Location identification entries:
Start
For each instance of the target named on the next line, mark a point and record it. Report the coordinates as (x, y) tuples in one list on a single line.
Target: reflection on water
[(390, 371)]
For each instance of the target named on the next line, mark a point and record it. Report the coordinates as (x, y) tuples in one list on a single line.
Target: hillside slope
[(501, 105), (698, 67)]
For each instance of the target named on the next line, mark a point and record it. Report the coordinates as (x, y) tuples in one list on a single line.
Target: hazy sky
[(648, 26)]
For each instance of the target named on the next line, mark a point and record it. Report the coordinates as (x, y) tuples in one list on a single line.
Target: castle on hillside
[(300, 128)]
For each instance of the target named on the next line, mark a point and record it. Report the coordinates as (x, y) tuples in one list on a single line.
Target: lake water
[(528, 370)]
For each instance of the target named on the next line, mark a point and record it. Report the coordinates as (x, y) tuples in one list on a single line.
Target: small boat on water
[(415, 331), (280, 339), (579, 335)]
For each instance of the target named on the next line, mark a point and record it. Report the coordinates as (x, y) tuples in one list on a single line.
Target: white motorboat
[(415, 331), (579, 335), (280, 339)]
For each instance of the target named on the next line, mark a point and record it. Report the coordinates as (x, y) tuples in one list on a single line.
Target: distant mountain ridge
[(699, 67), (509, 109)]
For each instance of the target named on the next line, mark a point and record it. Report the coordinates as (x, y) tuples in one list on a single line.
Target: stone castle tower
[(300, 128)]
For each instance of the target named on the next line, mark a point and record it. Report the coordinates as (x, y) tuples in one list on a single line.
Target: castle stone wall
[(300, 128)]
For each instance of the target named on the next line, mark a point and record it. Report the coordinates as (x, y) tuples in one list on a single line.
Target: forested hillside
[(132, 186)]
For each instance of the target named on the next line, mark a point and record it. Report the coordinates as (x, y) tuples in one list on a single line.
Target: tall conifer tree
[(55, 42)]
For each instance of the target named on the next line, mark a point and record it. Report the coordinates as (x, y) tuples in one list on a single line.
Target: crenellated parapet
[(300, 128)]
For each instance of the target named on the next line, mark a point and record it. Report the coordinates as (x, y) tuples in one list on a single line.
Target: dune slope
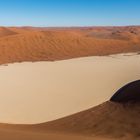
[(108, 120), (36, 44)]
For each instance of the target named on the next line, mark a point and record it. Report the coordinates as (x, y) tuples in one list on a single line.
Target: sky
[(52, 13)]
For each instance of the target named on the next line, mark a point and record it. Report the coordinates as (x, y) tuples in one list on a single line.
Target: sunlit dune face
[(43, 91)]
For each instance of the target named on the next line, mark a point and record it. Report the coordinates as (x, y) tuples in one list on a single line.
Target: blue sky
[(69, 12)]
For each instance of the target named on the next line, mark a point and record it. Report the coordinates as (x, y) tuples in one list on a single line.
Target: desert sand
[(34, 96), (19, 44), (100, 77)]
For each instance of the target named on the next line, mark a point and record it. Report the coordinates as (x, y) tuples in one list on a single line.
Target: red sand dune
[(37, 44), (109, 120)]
End
Start
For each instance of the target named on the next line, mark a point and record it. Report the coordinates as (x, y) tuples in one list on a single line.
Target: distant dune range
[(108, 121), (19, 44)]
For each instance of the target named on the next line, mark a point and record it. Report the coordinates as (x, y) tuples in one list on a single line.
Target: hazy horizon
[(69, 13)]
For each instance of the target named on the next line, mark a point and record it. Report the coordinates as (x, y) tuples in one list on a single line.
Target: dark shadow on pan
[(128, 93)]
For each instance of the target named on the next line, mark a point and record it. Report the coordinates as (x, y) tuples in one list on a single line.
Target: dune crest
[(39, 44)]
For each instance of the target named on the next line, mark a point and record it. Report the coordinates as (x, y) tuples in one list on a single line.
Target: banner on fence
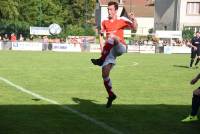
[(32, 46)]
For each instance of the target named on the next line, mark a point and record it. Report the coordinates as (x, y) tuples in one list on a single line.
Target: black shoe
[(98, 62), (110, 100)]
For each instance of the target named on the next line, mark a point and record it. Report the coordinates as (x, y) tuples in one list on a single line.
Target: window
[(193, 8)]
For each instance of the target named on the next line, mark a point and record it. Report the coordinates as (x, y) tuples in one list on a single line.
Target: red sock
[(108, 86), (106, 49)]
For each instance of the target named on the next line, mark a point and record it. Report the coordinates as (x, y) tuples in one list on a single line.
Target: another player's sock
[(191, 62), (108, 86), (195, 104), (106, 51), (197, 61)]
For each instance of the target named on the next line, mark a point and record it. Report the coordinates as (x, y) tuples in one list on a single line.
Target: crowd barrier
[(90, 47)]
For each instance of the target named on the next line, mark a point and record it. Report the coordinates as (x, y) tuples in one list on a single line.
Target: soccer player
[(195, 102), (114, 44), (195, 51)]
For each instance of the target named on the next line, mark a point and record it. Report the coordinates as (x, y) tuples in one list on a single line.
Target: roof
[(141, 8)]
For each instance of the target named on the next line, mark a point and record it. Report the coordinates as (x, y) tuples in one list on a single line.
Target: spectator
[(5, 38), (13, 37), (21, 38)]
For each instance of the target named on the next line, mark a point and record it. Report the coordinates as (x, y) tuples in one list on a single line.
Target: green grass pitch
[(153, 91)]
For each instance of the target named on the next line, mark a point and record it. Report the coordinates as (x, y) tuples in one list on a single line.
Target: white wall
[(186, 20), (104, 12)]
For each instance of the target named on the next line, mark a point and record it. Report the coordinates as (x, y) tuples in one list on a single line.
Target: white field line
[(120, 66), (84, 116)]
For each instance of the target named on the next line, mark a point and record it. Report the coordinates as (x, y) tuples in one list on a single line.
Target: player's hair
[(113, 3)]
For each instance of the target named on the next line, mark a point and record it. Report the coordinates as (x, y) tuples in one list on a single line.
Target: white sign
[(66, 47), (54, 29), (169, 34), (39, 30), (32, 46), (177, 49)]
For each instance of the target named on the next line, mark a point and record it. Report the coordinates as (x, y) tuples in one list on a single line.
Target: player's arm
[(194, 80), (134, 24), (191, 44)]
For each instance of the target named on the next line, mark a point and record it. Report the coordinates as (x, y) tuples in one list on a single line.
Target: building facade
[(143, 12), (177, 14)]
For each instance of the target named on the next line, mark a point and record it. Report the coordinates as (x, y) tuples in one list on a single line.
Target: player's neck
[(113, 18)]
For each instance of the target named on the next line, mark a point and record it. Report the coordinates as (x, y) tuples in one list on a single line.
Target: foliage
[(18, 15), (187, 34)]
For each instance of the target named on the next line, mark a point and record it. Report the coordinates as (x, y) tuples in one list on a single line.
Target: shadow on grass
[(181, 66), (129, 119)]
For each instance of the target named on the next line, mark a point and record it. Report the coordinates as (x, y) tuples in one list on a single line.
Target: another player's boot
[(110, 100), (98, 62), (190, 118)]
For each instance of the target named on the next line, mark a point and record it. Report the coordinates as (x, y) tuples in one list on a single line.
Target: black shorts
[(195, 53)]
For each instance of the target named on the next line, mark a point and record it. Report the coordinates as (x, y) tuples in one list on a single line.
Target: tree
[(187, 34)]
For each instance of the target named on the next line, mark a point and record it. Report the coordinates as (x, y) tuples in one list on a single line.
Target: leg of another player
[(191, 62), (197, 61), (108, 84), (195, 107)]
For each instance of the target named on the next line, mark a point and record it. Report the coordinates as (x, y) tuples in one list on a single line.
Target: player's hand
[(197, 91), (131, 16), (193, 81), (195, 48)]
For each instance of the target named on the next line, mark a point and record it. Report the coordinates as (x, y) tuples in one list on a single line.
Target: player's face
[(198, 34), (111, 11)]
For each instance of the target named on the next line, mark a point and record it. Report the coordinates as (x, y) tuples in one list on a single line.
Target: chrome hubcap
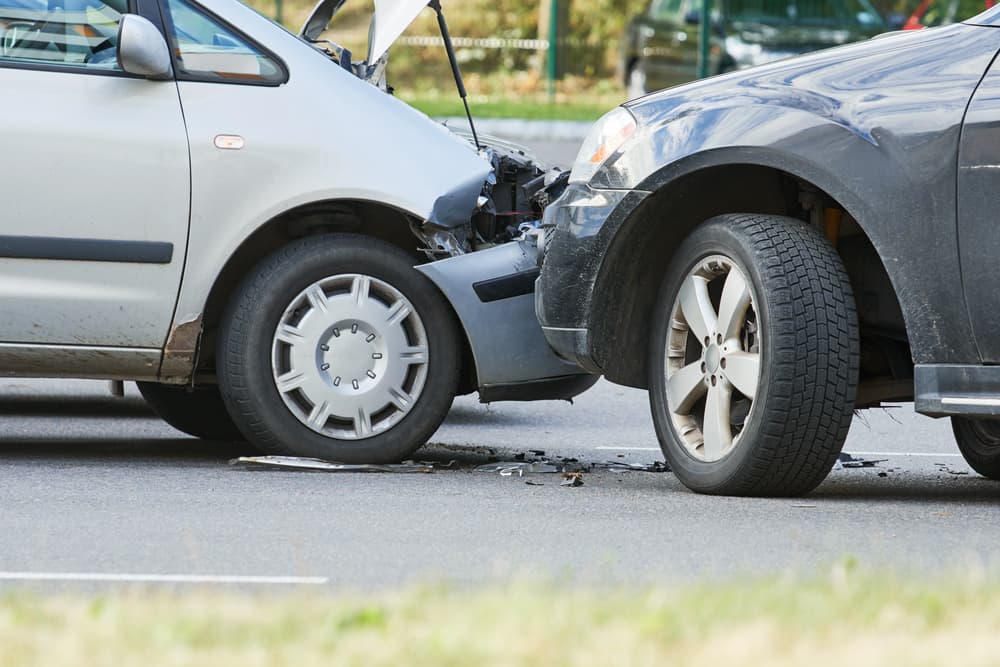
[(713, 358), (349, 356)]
End
Start
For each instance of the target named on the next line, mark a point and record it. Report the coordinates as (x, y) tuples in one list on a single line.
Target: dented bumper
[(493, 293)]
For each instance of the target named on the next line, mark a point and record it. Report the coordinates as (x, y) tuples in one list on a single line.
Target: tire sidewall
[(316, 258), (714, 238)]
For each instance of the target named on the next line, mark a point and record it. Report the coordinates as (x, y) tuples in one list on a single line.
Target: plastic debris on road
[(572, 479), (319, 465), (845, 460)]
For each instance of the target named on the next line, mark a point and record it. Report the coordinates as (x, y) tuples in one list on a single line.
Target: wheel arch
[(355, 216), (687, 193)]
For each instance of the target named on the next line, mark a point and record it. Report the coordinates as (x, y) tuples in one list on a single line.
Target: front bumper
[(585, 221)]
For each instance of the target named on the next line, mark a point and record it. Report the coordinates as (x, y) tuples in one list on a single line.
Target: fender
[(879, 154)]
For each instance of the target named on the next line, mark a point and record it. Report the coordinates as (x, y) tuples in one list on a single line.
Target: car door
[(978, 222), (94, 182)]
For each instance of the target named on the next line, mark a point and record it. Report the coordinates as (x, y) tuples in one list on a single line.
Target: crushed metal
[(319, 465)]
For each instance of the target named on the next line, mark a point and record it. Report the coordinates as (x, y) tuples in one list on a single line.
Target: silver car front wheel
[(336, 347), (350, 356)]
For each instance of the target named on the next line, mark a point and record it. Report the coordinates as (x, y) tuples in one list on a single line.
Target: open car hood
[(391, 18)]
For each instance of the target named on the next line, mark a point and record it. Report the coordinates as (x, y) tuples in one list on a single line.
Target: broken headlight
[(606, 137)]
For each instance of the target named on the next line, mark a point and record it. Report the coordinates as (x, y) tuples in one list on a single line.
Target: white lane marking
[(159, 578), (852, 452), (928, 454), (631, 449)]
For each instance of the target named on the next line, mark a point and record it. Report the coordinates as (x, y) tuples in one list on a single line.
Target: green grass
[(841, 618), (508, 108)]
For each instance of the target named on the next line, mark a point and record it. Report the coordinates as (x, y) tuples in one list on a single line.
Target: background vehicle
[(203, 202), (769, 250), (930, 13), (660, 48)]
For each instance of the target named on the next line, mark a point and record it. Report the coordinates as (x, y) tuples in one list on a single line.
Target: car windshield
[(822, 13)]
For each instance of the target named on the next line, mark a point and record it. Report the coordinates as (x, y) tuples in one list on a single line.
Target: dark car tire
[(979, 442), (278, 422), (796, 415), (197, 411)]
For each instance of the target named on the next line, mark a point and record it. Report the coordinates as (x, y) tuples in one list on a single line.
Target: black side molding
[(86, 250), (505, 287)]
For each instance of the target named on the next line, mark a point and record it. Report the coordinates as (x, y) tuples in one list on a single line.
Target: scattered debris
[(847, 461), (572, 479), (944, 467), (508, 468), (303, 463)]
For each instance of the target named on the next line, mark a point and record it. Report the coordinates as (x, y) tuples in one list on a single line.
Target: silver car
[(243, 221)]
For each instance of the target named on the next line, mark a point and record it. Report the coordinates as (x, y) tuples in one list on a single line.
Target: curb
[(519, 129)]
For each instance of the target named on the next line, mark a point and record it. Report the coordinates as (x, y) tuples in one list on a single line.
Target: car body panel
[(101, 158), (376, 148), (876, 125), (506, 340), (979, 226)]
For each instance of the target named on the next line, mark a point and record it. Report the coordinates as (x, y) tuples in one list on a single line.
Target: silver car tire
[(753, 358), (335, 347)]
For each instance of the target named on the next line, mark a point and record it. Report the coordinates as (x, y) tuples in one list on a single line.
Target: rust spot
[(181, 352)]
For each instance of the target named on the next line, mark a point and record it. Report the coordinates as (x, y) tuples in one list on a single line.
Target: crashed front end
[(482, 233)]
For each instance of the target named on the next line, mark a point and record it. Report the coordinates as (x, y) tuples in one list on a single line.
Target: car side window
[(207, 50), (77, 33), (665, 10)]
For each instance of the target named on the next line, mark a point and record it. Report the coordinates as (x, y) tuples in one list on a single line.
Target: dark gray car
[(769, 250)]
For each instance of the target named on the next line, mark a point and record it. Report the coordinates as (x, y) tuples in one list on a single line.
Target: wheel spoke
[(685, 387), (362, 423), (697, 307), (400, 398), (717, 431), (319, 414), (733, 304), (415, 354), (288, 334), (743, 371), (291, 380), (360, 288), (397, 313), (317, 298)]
End
Problem details:
Count the lines in the records above that contain the string "castle", matching case exactly, and give only the number.

Complete answer:
3